## EXERCISE TASK
Reproduce, word for word, the stretch of the no-waiver clause that starts with the words "13.3 No Waiver;" and ends with "Requirements of Law.".

## PASSAGE PROVIDED
13.3 No Waiver; Cumulative Remedies. No failure to exercise and no delay in exercising, on the part of the Administrative Agent, the
Collateral Agent or any Lender, any right, remedy, power or privilege hereunder or under the other Credit Documents shall operate as a waiver thereof, nor shall any single or partial exercise of any right, remedy, power or privilege hereunder
preclude any other or further exercise thereof or the exercise of any other right, remedy, power or privilege. The rights, remedies, powers and privileges herein provided are cumulative and not exclusive of any rights, remedies, powers and
privileges provided by Requirements of Law.

## INFORMATION PROVIDED
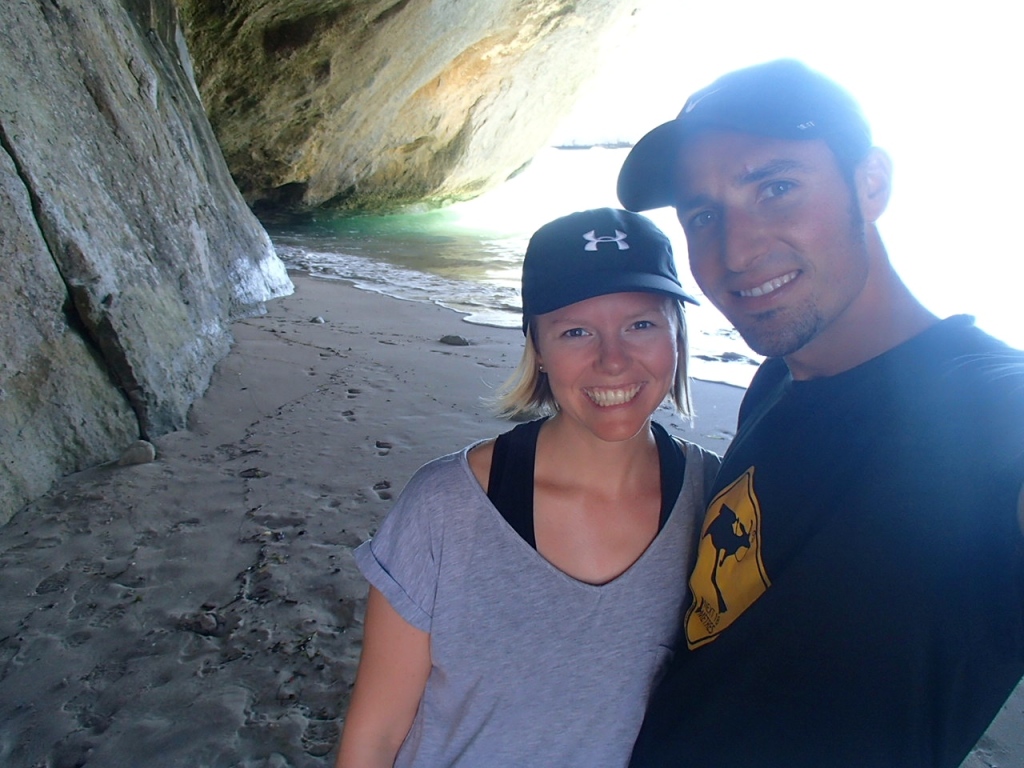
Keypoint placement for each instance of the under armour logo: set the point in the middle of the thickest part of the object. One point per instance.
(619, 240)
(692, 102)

* * *

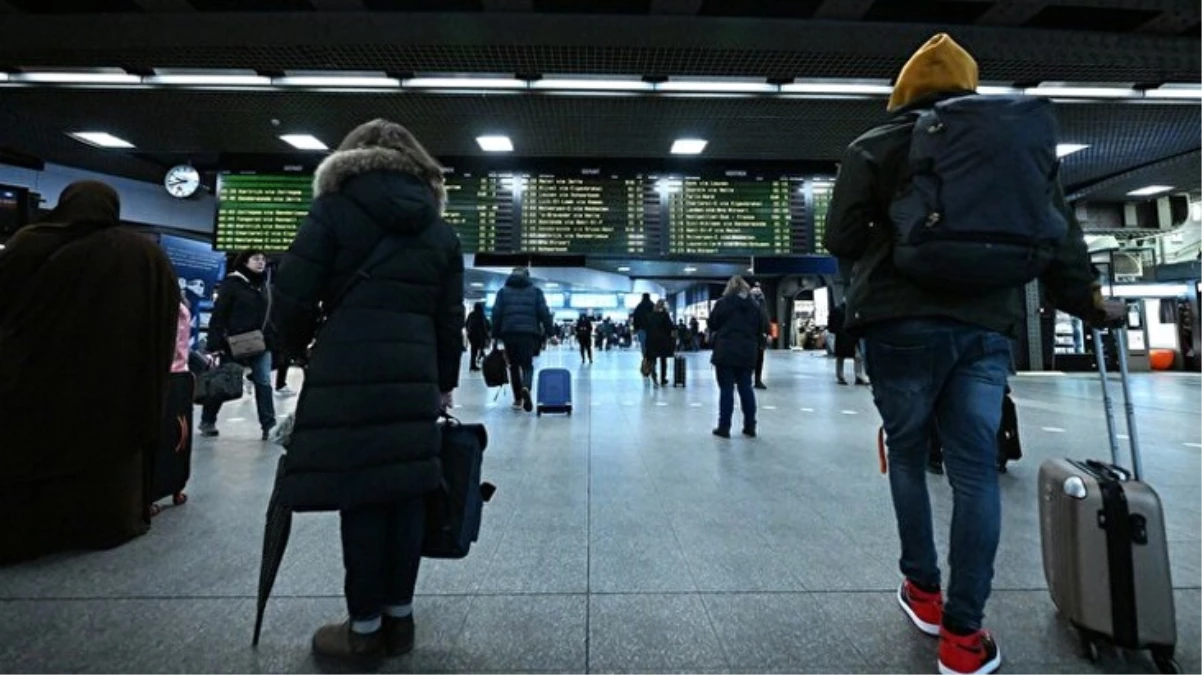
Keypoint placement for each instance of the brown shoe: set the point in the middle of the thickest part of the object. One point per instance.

## REPLY
13.3 No Waiver; Cumulative Remedies. No failure to exercise and no delay in exercising, on the part of the Administrative Agent, the
Collateral Agent or any Lender, any right, remedy, power or privilege hereunder or under the other Credit Documents shall operate as a waiver thereof, nor shall any single or partial exercise of any right, remedy, power or privilege hereunder
preclude any other or further exercise thereof or the exercise of any other right, remedy, power or privilege. The rights, remedies, powers and privileges herein provided are cumulative and not exclusive of any rights, remedies, powers and
privileges provided by Requirements of Law.